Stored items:

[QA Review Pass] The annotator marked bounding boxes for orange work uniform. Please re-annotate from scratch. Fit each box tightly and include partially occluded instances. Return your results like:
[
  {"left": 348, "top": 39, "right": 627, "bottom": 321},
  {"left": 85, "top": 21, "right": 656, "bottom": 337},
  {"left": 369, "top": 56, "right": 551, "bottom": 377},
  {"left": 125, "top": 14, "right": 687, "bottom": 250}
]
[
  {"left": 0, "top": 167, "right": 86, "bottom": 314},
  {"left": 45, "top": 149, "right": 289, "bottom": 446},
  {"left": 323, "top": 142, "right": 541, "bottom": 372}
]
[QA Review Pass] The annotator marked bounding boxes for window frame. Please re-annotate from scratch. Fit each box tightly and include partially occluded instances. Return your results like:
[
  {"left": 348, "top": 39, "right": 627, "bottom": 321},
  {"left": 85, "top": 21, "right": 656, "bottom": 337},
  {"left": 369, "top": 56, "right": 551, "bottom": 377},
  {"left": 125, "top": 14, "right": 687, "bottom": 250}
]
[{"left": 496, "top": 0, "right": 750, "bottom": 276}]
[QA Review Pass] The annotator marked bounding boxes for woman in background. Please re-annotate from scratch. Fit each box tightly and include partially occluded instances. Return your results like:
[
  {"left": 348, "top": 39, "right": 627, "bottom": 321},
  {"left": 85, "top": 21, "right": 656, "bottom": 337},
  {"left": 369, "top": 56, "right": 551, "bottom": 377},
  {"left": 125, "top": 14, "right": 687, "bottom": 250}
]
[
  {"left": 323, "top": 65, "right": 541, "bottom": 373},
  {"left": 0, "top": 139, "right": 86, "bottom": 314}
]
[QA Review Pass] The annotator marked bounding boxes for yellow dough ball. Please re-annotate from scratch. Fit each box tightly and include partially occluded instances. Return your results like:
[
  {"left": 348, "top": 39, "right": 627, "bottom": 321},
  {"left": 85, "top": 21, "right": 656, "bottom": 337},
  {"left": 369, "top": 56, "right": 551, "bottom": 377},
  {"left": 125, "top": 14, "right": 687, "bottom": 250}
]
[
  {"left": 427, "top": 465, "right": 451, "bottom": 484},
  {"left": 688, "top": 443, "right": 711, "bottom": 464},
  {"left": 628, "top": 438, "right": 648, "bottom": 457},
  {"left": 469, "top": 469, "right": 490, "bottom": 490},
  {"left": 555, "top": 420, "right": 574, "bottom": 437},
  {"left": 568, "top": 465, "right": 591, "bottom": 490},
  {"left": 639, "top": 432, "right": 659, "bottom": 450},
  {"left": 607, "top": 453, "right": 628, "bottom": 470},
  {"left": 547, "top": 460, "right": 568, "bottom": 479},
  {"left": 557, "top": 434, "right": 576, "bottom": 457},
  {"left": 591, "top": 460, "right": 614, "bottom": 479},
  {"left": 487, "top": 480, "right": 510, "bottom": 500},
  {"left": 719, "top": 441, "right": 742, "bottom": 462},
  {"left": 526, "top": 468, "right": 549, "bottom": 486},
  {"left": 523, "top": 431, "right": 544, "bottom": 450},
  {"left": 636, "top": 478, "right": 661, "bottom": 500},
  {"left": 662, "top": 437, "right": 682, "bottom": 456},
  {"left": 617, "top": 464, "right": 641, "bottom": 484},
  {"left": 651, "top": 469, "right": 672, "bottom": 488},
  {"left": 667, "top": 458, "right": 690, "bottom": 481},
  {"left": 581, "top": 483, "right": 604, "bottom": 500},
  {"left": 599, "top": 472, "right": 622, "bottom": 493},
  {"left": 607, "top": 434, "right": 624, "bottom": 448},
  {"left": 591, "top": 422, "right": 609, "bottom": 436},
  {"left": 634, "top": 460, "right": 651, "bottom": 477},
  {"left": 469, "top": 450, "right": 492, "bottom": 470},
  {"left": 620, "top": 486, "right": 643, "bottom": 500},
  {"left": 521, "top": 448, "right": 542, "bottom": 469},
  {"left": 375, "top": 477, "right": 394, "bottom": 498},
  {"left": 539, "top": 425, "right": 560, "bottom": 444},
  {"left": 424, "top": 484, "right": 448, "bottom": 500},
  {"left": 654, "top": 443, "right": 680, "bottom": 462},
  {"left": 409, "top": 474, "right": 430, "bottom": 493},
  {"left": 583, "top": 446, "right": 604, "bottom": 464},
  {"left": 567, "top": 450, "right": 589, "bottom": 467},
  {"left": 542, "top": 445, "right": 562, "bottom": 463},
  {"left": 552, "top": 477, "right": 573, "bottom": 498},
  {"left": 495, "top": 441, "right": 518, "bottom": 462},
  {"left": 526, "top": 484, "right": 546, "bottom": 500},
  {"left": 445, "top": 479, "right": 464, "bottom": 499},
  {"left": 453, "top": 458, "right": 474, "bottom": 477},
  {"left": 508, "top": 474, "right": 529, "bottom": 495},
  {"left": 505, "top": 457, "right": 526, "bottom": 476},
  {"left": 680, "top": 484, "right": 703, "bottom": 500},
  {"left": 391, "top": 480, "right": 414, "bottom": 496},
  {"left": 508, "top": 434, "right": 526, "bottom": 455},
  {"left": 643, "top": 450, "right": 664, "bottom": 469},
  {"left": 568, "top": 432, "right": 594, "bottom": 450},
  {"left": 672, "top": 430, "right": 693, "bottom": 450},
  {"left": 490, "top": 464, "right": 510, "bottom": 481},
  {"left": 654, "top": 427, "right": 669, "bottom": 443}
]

__Given request__.
Which lines of the items above contain the string "marked"? Select each of them and copy it out in full, treating case as significant.

__Task result__.
[QA Review Pass] The annotator marked bounding boxes for orange work uniform. Please re-annotate from scratch. Fit each box tightly and include partially occluded instances. Return your results like:
[QA Review Pass] The annotator marked bounding boxes for window frame. Please re-annotate from scratch. Fit each box tightly and include partially occluded instances. Return your results like:
[QA Review Pass] The annotator marked bounding boxes for woman in background. Please re-annotate from scratch. Fit each box tightly and include partially occluded instances. Return your results like:
[QA Review Pass] The annotator marked bounding boxes for yellow dough ball. Please re-annotate from scratch. Fit each box tightly and include partially occluded instances. Return your results like:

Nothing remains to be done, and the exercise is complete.